------ PROVIDED ENTRIES

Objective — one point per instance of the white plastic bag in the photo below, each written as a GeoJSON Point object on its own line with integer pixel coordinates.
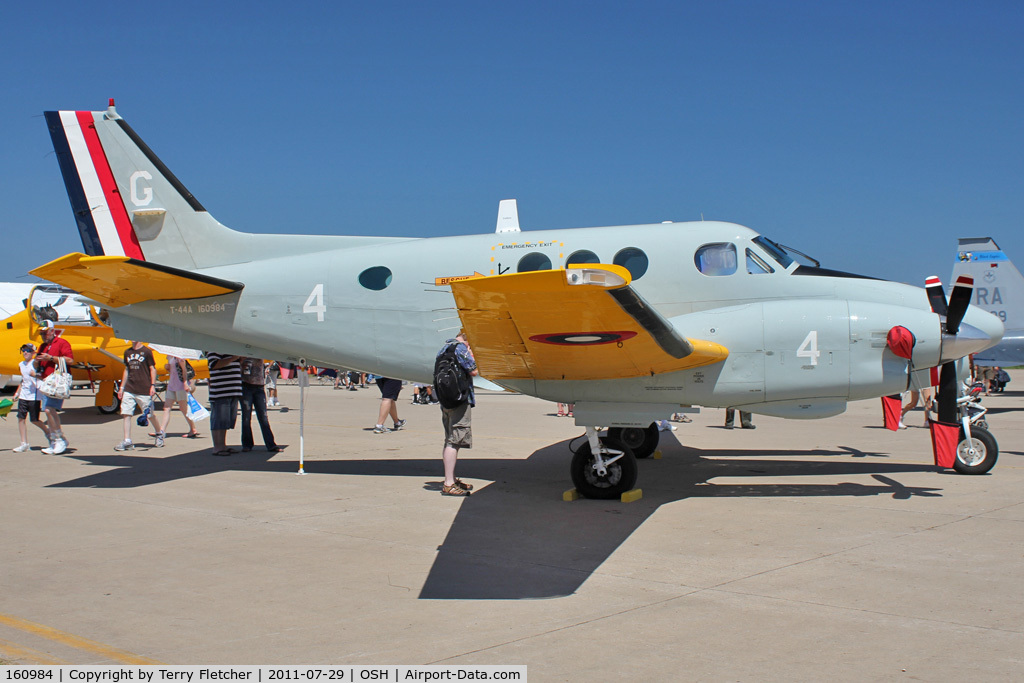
{"type": "Point", "coordinates": [196, 411]}
{"type": "Point", "coordinates": [57, 385]}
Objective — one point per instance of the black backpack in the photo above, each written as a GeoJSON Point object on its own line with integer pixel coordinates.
{"type": "Point", "coordinates": [452, 383]}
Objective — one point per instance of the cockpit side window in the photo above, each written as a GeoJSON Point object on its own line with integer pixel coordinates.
{"type": "Point", "coordinates": [756, 265]}
{"type": "Point", "coordinates": [716, 259]}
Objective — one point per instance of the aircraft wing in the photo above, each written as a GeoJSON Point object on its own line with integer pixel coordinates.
{"type": "Point", "coordinates": [585, 323]}
{"type": "Point", "coordinates": [119, 281]}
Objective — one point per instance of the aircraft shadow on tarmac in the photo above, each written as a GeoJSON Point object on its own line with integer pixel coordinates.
{"type": "Point", "coordinates": [515, 539]}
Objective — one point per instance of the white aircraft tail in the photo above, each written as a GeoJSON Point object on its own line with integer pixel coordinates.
{"type": "Point", "coordinates": [128, 203]}
{"type": "Point", "coordinates": [998, 286]}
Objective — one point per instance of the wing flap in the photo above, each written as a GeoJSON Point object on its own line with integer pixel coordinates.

------------

#### STATED GOAL
Rewrite the lines above as a numbered list with no blank lines between items. Leave the pictures out.

#### THE RESPONSE
1. Objective — one point per instance of the white plastic bag in the photo below, each written as a GeoJSON Point object on its own line with integer pixel coordinates.
2. {"type": "Point", "coordinates": [196, 411]}
3. {"type": "Point", "coordinates": [57, 385]}
4. Objective — one point per instance of the black backpack in the photo above, each written as a GeoJSON Point object on its own line with integer pixel coordinates.
5. {"type": "Point", "coordinates": [452, 383]}
6. Objective — one point per instance of the cockpit side window in the photo above, each written as a GeoJSON Point object on its own line with integer pixel coordinates.
7. {"type": "Point", "coordinates": [756, 265]}
8. {"type": "Point", "coordinates": [716, 259]}
9. Objective — one point per instance of the aircraft wing in the photo above, each written as a GeoJSON Point object on its own line with integer pixel coordinates.
10. {"type": "Point", "coordinates": [585, 323]}
11. {"type": "Point", "coordinates": [119, 281]}
12. Objective — one point per instance of the aircraft shadow on tarmac in the photo above, each written as a GeoJSON Point object on its own line with integer pixel coordinates.
13. {"type": "Point", "coordinates": [515, 539]}
14. Objective — one point per instance of the white aircraft tail in the photo above, each written as a GeoJSON Point object on its own line with integer pixel coordinates.
15. {"type": "Point", "coordinates": [128, 203]}
16. {"type": "Point", "coordinates": [998, 286]}
17. Objective — one point per instance of the wing flap in the photo above, each written as a GeoJSON Point object on its own line with integer pixel coordinates.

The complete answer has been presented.